BRIEF>
Return the data below in full, exactly as it stands.

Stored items
⁂
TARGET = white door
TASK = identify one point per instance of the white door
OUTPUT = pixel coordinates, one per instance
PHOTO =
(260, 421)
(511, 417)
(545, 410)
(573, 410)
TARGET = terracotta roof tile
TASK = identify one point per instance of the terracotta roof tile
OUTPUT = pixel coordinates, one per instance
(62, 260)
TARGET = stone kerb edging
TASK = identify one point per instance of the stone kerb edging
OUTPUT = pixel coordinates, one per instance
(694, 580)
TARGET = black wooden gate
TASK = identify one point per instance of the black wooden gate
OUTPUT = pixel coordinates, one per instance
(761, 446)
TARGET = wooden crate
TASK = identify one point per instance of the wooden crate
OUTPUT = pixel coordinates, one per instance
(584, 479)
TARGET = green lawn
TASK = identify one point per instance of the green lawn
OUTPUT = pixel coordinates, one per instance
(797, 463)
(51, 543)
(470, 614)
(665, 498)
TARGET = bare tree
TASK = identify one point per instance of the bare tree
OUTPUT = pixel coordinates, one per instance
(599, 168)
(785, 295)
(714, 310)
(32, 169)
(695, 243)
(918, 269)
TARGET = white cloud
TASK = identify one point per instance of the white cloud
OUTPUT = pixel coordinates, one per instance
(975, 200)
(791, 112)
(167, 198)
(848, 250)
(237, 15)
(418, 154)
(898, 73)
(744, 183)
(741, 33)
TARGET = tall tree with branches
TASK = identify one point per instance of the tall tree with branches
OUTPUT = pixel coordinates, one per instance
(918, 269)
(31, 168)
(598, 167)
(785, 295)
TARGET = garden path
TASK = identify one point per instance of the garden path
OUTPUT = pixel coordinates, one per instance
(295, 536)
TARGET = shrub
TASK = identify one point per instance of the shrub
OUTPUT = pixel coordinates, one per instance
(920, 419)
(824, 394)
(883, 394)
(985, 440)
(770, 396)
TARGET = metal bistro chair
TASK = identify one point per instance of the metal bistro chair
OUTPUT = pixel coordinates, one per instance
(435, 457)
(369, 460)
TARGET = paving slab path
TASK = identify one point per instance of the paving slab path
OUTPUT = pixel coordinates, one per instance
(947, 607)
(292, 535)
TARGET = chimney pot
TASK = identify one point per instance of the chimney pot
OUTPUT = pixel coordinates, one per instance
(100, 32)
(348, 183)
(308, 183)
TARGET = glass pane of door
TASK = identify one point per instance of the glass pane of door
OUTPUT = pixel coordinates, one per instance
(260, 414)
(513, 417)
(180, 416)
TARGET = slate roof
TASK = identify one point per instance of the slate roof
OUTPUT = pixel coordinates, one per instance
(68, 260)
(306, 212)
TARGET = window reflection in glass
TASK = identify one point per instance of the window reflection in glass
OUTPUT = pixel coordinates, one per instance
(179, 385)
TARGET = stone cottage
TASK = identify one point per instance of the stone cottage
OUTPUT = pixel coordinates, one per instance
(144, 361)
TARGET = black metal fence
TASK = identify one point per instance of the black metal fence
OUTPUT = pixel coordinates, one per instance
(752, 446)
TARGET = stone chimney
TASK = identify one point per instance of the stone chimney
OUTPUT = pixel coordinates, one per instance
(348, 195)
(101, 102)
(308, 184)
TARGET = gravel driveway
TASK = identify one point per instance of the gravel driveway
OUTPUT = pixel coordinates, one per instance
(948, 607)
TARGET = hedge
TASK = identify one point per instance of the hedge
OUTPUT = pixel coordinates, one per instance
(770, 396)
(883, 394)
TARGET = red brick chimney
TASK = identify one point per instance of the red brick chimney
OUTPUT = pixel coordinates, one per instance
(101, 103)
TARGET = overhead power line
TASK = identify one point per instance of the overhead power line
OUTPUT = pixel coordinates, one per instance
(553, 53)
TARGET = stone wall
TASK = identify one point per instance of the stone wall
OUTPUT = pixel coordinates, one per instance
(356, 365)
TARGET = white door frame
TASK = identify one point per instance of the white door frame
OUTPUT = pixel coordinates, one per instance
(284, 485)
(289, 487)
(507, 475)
⁂
ANSWER SECTION>
TARGET = white door
TASK = identify one point per instance of the white door
OUTPUT = pixel coordinates, one per instance
PHOTO =
(260, 421)
(511, 417)
(545, 410)
(573, 410)
TARGET = terracotta roof tile
TASK = identify one point per instance of the terracotta roof tile
OUTPUT = pixel coordinates, one per instance
(62, 260)
TARGET = stone kerb edging
TASK = identify one point per instance of the stone kerb edging
OUTPUT = pixel coordinates, one per instance
(694, 580)
TARGET = black wooden gate
TASK = identify one point per instance of the black wooden gate
OUTPUT = pixel coordinates, one per instance
(761, 446)
TARGET = wooden crate
TASK = identify one point per instance of the wooden crate
OUTPUT = pixel coordinates, one per instance
(584, 479)
TARGET = green lawn
TASK = identify one point per instance of the green lawn
OUTPUT = pixel coordinates, one per instance
(797, 463)
(51, 543)
(470, 614)
(665, 498)
TARGET = bare tree
TASK = identify one point per instance of the bare tree
OUTPUT = pixel coordinates, one per instance
(599, 168)
(785, 295)
(714, 310)
(32, 169)
(695, 243)
(918, 269)
TARGET = white cloud
TASK = identify one point per instance of the white cloud
OUTPUT = pixel coordinates, one per instance
(975, 200)
(791, 112)
(167, 198)
(848, 250)
(237, 15)
(418, 154)
(898, 73)
(744, 183)
(741, 33)
TARGET = tall tree with branches
TASK = identify one point per instance of the tall tree with branches
OUTPUT = pixel coordinates, one per instance
(918, 269)
(31, 168)
(598, 167)
(785, 295)
TARGET = garden path
TASK = identify one point per instance of the garden path
OUTPUT = pixel coordinates, one per instance
(295, 536)
TARGET = shrub
TASK = identify one point per instance of the shrub
OUTPUT = pixel coordinates, one per instance
(920, 419)
(824, 394)
(883, 394)
(985, 440)
(770, 396)
TARGET = metal bistro chair
TASK = identify one point per instance of the metal bistro chair
OUTPUT = pixel coordinates, one per instance
(435, 457)
(369, 460)
TARGET = paving slab path
TASK = identify one point per instance of the paving slab path
OUTPUT = pixel coordinates, one per instance
(947, 607)
(292, 535)
TARGET = chimney pot
TASK = identify one point per instance of the chimney pot
OUTPUT = pixel coordinates, one per instance
(100, 32)
(348, 183)
(308, 183)
TARGET = glass pane of door
TASK = identify one point per instance of the glass pane of door
OUTPUT = pixel coordinates, one per instance
(260, 414)
(513, 417)
(180, 416)
TARGET = slate roof
TASK = identify one point per instance of the slate roof
OUTPUT = pixel coordinates, one per instance
(68, 260)
(306, 212)
TARGET = window reflection in glass
TASK = identify one point per instance of the window reflection in glass
OUTPUT = pixel coordinates, one per instance
(179, 385)
TARGET = stone cottage
TASK = identify one point per instance of the stone cottage
OUTPUT = pixel coordinates, one per instance
(144, 361)
TARGET = black metal fence
TASK = identify one point per instance of the black metal fence
OUTPUT = pixel coordinates, one per instance
(752, 446)
TARGET = stone chimney
TASK = identify one point per instance of the stone chimney
OUTPUT = pixel coordinates, one per instance
(348, 195)
(101, 102)
(308, 184)
TARGET = gravel driveway
TASK = identify one point per instance of the gravel driveway
OUTPUT = pixel coordinates, one per instance
(948, 607)
TARGET = hedge
TASK = identify one point per instance of the hedge
OUTPUT = pixel coordinates, one per instance
(770, 396)
(883, 394)
TARGET = red brick chimney
TASK = identify one point per instance of the red brick chimney
OUTPUT = pixel coordinates, one per instance
(101, 103)
TARGET = overhead power line
TASK = identify one point per instance of the overhead power line
OUTPUT = pixel coordinates, one per instance
(553, 53)
TARGET = stone wall
TASK = identify one point per instance of the stone wall
OUTPUT = pixel coordinates, one per instance
(356, 365)
TARGET = white door frame
TASK = identify one point per instance of the white door frame
OUTPUT = pixel coordinates, one per instance
(284, 485)
(289, 487)
(507, 475)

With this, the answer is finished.